▶ _What you will do_
How many lines in the records below contain the string "dining"? Reply with the number alone.

(Dataset entries)
=-=-=-=-=

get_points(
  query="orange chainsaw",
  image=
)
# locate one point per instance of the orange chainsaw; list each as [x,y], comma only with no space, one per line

=-=-=-=-=

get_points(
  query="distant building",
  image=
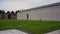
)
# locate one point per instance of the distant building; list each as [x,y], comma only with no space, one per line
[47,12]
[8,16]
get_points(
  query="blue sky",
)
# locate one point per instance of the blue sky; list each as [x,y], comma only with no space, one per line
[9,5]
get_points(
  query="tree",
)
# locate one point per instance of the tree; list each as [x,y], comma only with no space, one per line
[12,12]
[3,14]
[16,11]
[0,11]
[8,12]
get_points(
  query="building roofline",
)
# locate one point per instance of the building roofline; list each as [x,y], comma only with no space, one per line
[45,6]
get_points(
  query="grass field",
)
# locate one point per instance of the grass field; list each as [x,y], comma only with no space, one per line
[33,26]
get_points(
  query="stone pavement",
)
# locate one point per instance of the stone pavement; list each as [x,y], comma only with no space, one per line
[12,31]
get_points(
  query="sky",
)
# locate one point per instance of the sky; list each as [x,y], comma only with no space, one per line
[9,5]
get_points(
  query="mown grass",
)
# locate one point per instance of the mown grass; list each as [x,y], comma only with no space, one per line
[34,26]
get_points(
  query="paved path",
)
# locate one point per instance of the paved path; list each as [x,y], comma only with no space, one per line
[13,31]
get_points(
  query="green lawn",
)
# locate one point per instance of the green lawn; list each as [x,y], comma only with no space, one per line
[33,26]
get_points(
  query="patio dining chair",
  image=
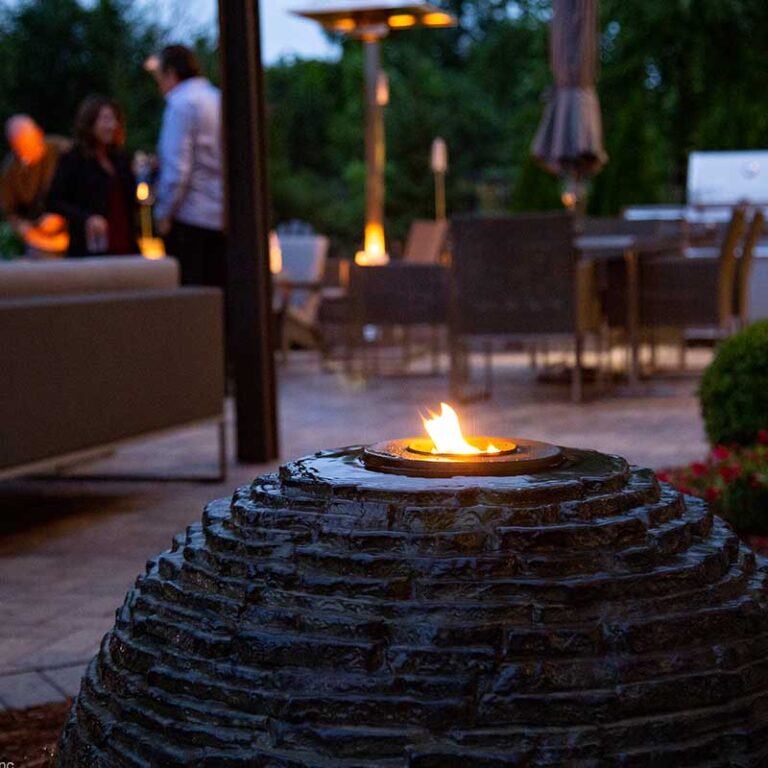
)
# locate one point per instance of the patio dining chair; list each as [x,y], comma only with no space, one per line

=-=-=-=-=

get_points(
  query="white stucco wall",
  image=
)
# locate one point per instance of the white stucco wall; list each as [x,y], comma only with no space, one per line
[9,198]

=-=-=-=-=

▶ _Response below_
2